### Written task
The data below should be printed in full, exactly, and without any of its images.

Items from a data source
#####

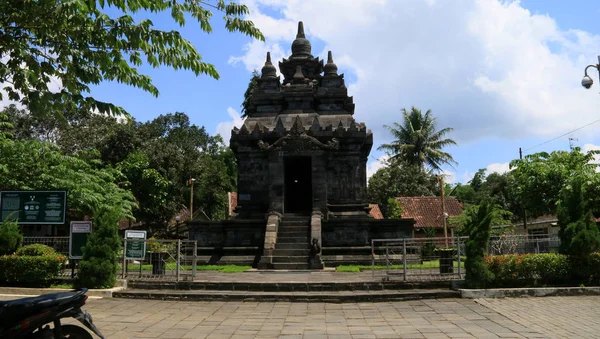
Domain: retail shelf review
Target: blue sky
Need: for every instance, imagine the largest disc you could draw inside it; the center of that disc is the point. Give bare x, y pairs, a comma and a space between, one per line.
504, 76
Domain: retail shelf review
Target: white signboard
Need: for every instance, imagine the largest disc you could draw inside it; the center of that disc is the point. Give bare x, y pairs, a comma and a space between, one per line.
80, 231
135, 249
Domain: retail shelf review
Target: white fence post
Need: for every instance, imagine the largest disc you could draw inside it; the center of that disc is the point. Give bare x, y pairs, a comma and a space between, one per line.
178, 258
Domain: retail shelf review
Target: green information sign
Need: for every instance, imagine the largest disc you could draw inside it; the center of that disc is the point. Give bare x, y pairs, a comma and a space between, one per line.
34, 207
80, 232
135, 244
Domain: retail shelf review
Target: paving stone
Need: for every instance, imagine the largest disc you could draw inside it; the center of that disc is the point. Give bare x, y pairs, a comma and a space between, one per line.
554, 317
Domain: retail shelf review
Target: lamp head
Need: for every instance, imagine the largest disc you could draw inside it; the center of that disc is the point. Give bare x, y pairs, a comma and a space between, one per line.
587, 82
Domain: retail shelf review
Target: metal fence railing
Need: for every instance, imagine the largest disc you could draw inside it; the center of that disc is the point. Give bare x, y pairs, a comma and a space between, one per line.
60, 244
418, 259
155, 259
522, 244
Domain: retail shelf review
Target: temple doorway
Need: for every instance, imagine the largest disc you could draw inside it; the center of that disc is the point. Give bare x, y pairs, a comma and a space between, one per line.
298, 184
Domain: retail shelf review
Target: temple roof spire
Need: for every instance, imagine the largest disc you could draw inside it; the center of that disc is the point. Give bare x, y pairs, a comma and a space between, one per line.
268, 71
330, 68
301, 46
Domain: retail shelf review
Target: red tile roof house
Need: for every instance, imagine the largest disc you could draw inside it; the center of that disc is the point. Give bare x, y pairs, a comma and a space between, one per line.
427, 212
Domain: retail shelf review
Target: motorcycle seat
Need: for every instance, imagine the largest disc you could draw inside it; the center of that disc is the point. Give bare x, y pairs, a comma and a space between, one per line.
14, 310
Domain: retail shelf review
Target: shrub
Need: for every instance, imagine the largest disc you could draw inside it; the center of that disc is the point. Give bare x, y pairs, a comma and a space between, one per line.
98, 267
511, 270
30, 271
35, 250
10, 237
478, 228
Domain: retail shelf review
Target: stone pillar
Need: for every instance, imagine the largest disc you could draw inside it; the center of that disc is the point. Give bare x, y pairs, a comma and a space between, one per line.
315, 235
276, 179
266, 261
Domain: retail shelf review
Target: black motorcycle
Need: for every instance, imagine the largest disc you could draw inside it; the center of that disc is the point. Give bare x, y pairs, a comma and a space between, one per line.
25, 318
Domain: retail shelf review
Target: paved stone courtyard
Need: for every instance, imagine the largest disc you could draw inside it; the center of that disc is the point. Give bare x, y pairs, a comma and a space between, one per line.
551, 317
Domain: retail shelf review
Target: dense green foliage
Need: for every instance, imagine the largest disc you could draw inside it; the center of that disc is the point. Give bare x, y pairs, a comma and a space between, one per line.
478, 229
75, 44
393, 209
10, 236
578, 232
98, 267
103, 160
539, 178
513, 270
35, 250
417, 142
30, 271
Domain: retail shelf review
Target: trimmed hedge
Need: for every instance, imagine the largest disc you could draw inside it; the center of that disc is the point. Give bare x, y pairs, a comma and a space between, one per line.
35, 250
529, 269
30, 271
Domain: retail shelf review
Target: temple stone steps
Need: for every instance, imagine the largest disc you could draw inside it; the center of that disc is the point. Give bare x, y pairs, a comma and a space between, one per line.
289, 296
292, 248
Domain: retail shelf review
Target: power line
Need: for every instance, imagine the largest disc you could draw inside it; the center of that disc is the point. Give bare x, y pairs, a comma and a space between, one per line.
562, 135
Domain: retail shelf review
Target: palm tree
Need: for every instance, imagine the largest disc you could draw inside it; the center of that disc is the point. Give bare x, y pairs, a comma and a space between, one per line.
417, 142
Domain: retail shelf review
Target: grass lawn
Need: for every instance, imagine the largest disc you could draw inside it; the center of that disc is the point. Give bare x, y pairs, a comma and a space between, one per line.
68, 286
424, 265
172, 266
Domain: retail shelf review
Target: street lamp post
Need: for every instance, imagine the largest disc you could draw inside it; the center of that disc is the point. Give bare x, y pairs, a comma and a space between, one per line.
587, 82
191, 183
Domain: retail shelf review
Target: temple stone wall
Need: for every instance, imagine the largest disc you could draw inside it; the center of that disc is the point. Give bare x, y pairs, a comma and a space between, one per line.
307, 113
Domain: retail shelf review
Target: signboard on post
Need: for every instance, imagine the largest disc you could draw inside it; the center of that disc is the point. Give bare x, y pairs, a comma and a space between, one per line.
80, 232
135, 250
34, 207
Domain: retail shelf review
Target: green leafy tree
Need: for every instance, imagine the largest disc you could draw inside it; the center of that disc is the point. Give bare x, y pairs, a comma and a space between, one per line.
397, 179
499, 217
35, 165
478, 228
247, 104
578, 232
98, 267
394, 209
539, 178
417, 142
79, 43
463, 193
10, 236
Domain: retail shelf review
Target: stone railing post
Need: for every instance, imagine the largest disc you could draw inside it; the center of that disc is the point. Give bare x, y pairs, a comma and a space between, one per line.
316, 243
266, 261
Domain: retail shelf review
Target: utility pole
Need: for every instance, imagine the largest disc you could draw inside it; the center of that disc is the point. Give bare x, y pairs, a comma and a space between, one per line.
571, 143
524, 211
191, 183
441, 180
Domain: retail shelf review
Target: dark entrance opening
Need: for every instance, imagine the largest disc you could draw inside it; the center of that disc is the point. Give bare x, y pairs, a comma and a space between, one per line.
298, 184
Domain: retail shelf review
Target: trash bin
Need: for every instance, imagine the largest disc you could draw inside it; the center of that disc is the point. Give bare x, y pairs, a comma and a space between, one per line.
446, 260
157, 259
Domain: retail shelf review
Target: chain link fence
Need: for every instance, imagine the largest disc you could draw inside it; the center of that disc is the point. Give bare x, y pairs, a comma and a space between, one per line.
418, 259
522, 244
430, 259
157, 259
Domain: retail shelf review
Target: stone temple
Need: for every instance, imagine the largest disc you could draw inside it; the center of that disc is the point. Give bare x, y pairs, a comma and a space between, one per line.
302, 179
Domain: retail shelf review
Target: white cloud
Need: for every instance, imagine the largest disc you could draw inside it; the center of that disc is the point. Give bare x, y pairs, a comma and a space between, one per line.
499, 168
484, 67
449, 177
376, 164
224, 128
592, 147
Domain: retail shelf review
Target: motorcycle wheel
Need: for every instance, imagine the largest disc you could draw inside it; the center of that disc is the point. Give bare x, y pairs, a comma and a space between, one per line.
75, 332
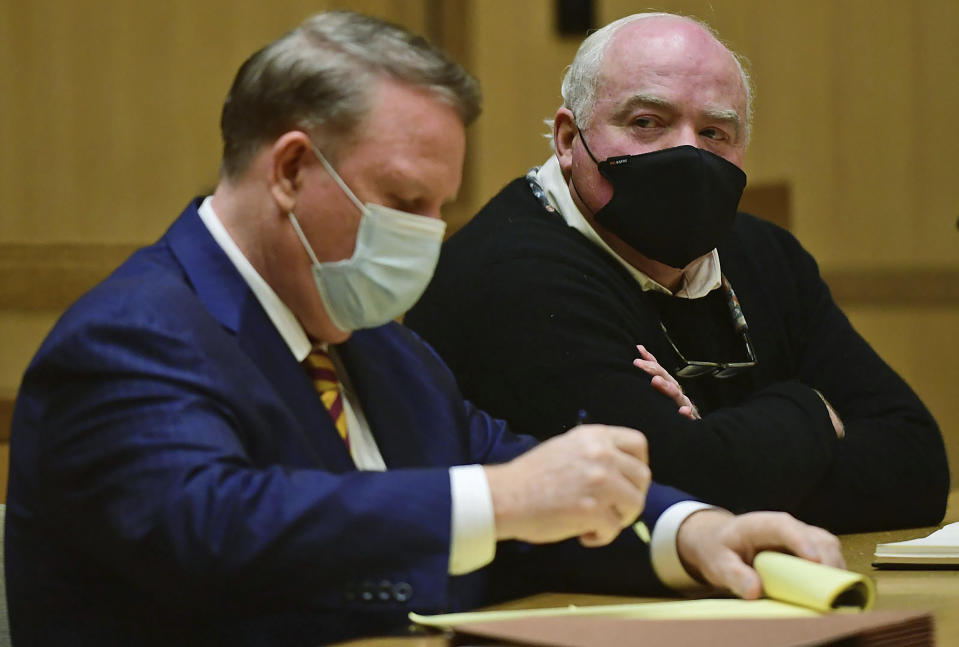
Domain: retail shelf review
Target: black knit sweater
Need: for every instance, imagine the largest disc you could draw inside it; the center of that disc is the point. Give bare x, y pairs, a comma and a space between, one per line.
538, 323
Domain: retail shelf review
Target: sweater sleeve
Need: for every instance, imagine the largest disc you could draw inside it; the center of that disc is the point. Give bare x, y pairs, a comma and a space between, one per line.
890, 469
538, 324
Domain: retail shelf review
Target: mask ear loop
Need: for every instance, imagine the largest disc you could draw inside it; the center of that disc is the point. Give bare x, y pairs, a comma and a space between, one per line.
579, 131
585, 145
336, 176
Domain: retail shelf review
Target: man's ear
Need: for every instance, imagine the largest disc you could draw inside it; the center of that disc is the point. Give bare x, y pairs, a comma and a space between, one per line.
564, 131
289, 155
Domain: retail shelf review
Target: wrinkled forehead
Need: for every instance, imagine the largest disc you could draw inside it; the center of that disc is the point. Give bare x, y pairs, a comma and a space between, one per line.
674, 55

#####

### Problem solution
Domain: retail shelf review
Target: blue sky
Need: for every instance, imagine the largest disc you could draw inside it; the center of that disc is the point. Give bare x, y pairs, a comma and a space between, one per line.
504, 76
Domain: retail shelf review
Target: white signboard
Need: for every instance, imagine the largest disc you could draw inside it; the center of that disc is the point. Give bare x, y pairs, a comma and a space between, one per line.
80, 231
135, 249
Domain: retail shelf review
Target: white fence post
Need: for every instance, imagine the largest disc you could draw inside it; the center of that disc is the point. Give bare x, y pairs, a comma and a space between, one per line.
178, 258
Domain: retail shelf review
Target: green information sign
Need: for every instance, imagine the largest disc you could draw inside it; the center of that disc is the point. Give bare x, y pairs, a comma and a space between, one per line.
34, 207
80, 232
135, 244
Domain: retail shelf review
Target: paving stone
Need: for every instance, imagine the largest disc you could draw inside it; the center of that disc is the point. Give bare x, y pairs, a comma and a space between, one per line.
554, 317
Domain: retail shelf review
Target: lamp head
Need: for every instance, imagine the largest disc you could draw inside it; the center of that disc is the point. Give bare x, y pairs, a comma and a space between, one per line.
587, 82
Domain: retail shelf review
Target: metal fence railing
Need: for every instance, imagine the largest disc you could draw inside it; the center of that disc is the point. Give bare x, y pairs, a comma and a space between, one per line.
60, 244
418, 259
155, 259
522, 244
Domain: retail shelf review
Target: temple doorway
Need: for every instance, imagine the largest disc you could draw inside it; the center of that disc is the point. Give bare x, y pairs, a comma and a space between, one per line.
298, 184
Domain: retail shelf review
Target: temple roof spire
Need: for every instance, imagine the largest disc you could draw inside it; the center of that disc is the point. Give bare x, y pairs, a comma and a space between, one per line.
268, 71
330, 68
301, 46
Domain: retail shelf review
Target: red tile roof house
Need: for every instance, imagine the largest disc you could draw inside it; the center of that disc is the point. Give bare x, y pairs, a comma and a space between, one per line.
427, 212
Domain: retail shelf review
Target: motorcycle seat
Need: for every instance, imagine the largest disc you could draw inside it; the center of that disc is the point. Give bare x, y pairs, a comma and a space between, one per line.
14, 310
Domain: retail shelf review
Target: shrub
Need: for every instance, imagine the largest disc you could draw inside it; the center of that disc is the point. Give bare x, y pairs, a comma and a space between, one per line.
98, 267
511, 270
30, 271
35, 250
10, 237
478, 228
Domain: retail shelf review
Target: stone pillar
Need: for every instance, imagine the largest disc you could draw inside it; the center of that disc is the point. Give bare x, y pairs, a comma and a space between, one per line.
315, 235
276, 179
266, 261
Domain: retail shelf review
Target: black motorcycle
Need: for every instance, imagine the largest disc you could draw inside it; the center of that disc is the point. Give bare x, y pairs, a comma and a space between, one per line.
25, 318
Domain: retail shelf review
Target: paved stone courtyard
Need: for every instance, imagine the largest disc you could draw inside it; the center of that disc is the point. Give bare x, y pairs, a comma and a space between, one per line.
551, 317
Domain: retail shelf review
Target: dense green foliage
Need: for every instance, imagine the largest disc you could draw inside it; the center of that disc is the point. Give bare x, y pairs, a comma and a space between, one per line.
478, 229
75, 44
393, 209
10, 236
578, 232
98, 267
103, 160
539, 178
513, 270
35, 250
417, 142
30, 271
Domain: retail shelf review
Target: trimmed hedge
Need: for every instance, imagine the largest disc you could draw inside it; the center of that disc is the point. Give bare x, y pairs, a comma and a space between, one per line.
35, 250
529, 269
30, 271
Domain: retail shelf review
Target: temple stone steps
Need: for every instance, imagine the largest disc you could draw inside it; the center of that disc is the point. Give bare x, y pairs, a comma and a space between, one per line.
289, 296
292, 248
Domain: retail shelf review
Target: power line
Need: for every instance, imagine the largest disc you could draw inside it; the center of that disc is the point. Give bare x, y pairs, a comma and a space between, one per line.
562, 135
Domain: retail shelf review
Target: palm tree
Need: for every instance, imagine the largest disc you could draw inside it; the center of that disc is the point. Give bare x, y pairs, a comma and a space between, one per line.
417, 142
Domain: retail shelf review
Target: grass lawn
Need: for every instance, imagine the largest disc you could draw inside it; the center of that disc is the point. Give bare x, y pairs, a comma and a space between, one per line.
68, 286
424, 265
172, 266
Domain: retail shelf review
Target: street lamp post
Need: for every instance, imagine the largest disc you could draw inside it; the center of that disc is the point. Give bare x, y pairs, a comma and a space between, one per line.
587, 82
191, 183
Domain: retail shelf review
Target: temple stone wall
Need: for every instance, imagine the largest disc you could draw inside it; the center of that disc is the point. Give bare x, y pairs, a comma and a space between, one per line.
307, 113
Domain: retail shelf review
Target: signboard on post
Need: for every instance, imagine the largest disc you could draw inside it; the center of that disc is the point. Give bare x, y pairs, a comma and a space between, one per line.
80, 232
135, 250
34, 207
Domain: retail shelf review
Target: green leafy tree
Need: for every instance, imagine the largest disc you could draw inside it; the center of that disc is the point. Give bare x, y pairs, a comma and a space between, one per line.
397, 179
499, 217
35, 165
478, 228
247, 104
578, 232
98, 267
394, 209
539, 178
417, 142
79, 43
463, 193
10, 236
Domain: retail shelf review
Target: stone railing post
Need: for every instance, imagine the largest disc you could draw inside it; the center of that disc is the point. Give bare x, y pairs, a comma and a space between, one per line.
316, 243
266, 261
Domain: retail shelf review
Target: utility pole
Need: for every instance, imagine the largest disc you could draw inside it; the center of that disc is the point. Give bare x, y pairs, a comma and a space between, one per line.
571, 143
524, 211
191, 183
441, 180
Domain: retail shelf review
Target: dark entrance opening
Need: for every instance, imagine the largest disc you could draw inside it; the center of that disc is the point. Give bare x, y pairs, a comma and a space between, one per line.
298, 184
Domain: retail shelf review
Target: trash bin
Need: for every instance, imagine the largest disc you could draw inside it; the center of that disc is the point. Give bare x, y pairs, a comma and a space between, one per line.
446, 260
157, 259
Domain: retail shelf review
Target: chain link fence
Need: for every instance, imagine the largest disc you could draw inside it; the center of that disc is the point. Give bare x, y pairs, a comma and a space between, one per line.
418, 259
522, 244
430, 259
157, 259
Domain: retail shelf review
Target: stone temple
Need: for every instance, imagine the largest disc you could draw inside it; the center of that disc is the point. Give bare x, y pairs, a comma and a space between, one per line.
302, 179
Domain: retail shelf review
Target: white cloud
Need: for every instance, imagine the largest disc you could draw inside it; the center of that disc is the point. Give bare x, y pairs, a comma and a space between, one per line.
499, 168
484, 67
449, 177
376, 164
224, 128
592, 147
Domain: retail shelf review
Target: motorcycle wheel
Need: for every instance, imagine the largest disc you could draw inside it; the center of that disc is the point. Give bare x, y pairs, a comma and a space between, one per line.
75, 332
Domain: retail shelf review
Target: black knit sweater
Need: for every instance, imagine the largest disc you could draw inside it; the center of that disc is the point. Give bare x, y pairs, a comma and a space between, one per line.
538, 323
Domain: retail shelf review
Target: sweater sleeve
Need: for every instance, imagine the largest disc you could draw inside it; the center of that disc is the point. Give bare x, y pairs, a comma and a space between, one per line.
890, 469
538, 324
Domain: retail shelf review
Target: mask ear loop
Need: for every instance, imagine the largest disc you could draw inside it; the center of that disc is the point. Give bare x, y pairs, a comma and a space between, one per line.
579, 131
585, 145
336, 176
Domain: retail shelf review
Target: man's ear
Need: for every instance, imagine the largest disc you could draw inside it; the center of that disc is the point. Give bare x, y pairs, a comma and a space between, one per line.
564, 131
289, 155
Domain: retail shelf review
Target: wrinkled forehead
Need: for every instance, imagine the largest disc you could draw inside it; the center of that disc is the point. Give bare x, y pairs, a comma and a space between, one per line.
674, 55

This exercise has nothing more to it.